▶ **Task description**: Repeat the listing in full, exactly as it stands.

____ Supplied entries

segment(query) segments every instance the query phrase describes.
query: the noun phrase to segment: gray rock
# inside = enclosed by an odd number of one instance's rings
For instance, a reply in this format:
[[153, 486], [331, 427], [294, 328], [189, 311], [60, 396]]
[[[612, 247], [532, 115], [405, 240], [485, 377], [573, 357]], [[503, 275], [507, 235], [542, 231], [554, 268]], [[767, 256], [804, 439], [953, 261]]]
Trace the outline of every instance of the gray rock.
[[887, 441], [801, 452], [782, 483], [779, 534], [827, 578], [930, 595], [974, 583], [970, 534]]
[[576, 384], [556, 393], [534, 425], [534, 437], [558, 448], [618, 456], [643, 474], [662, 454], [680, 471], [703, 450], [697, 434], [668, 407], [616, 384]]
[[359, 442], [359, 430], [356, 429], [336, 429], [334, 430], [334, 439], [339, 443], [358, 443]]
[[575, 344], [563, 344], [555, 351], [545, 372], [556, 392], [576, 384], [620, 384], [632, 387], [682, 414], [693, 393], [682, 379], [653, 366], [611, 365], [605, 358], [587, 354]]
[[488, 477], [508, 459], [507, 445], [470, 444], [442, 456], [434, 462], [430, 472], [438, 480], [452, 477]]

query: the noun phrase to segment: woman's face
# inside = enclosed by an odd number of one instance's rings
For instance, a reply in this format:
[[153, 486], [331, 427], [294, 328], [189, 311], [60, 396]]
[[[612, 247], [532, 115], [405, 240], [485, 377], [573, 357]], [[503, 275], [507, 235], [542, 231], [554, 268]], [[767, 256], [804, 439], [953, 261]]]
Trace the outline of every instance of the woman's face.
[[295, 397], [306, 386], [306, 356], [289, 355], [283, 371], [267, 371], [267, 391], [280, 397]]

________

▶ **Result**:
segment(query) segments every instance the query phrase describes.
query: the noun phrase to segment: gray rock
# inside = enclosed by an odd number of one instance's rings
For instance, a reply in this format:
[[153, 486], [331, 427], [294, 328], [189, 311], [60, 396]]
[[[612, 247], [532, 115], [405, 240], [485, 377], [573, 357]], [[503, 275], [507, 235], [542, 231], [554, 268]], [[767, 256], [804, 439], [953, 261]]]
Trace the outline of every instance of the gray rock.
[[887, 441], [801, 452], [782, 483], [779, 534], [827, 578], [930, 595], [974, 583], [970, 534]]
[[576, 384], [556, 393], [534, 425], [534, 437], [558, 448], [618, 456], [643, 474], [662, 454], [680, 471], [703, 450], [697, 434], [668, 407], [616, 384]]
[[359, 442], [359, 430], [356, 429], [336, 429], [334, 430], [334, 439], [339, 443], [358, 443]]
[[575, 344], [563, 344], [555, 351], [545, 372], [556, 392], [576, 384], [620, 384], [632, 387], [682, 414], [693, 393], [682, 379], [653, 366], [611, 365], [605, 358], [587, 354]]
[[488, 477], [508, 459], [507, 445], [470, 444], [442, 456], [434, 462], [430, 472], [438, 480], [452, 477]]

query: the noun phrase to segment: woman's face
# inside = enclosed by an odd number of one instance's rings
For instance, a reply in this format:
[[153, 486], [331, 427], [294, 328], [189, 311], [60, 396]]
[[[612, 247], [532, 115], [405, 240], [485, 377], [573, 357]], [[503, 275], [507, 235], [542, 231], [554, 268]], [[767, 256], [804, 439], [953, 261]]]
Trace the outline of every instance of the woman's face.
[[295, 397], [306, 386], [306, 356], [289, 355], [283, 371], [267, 371], [267, 391], [280, 397]]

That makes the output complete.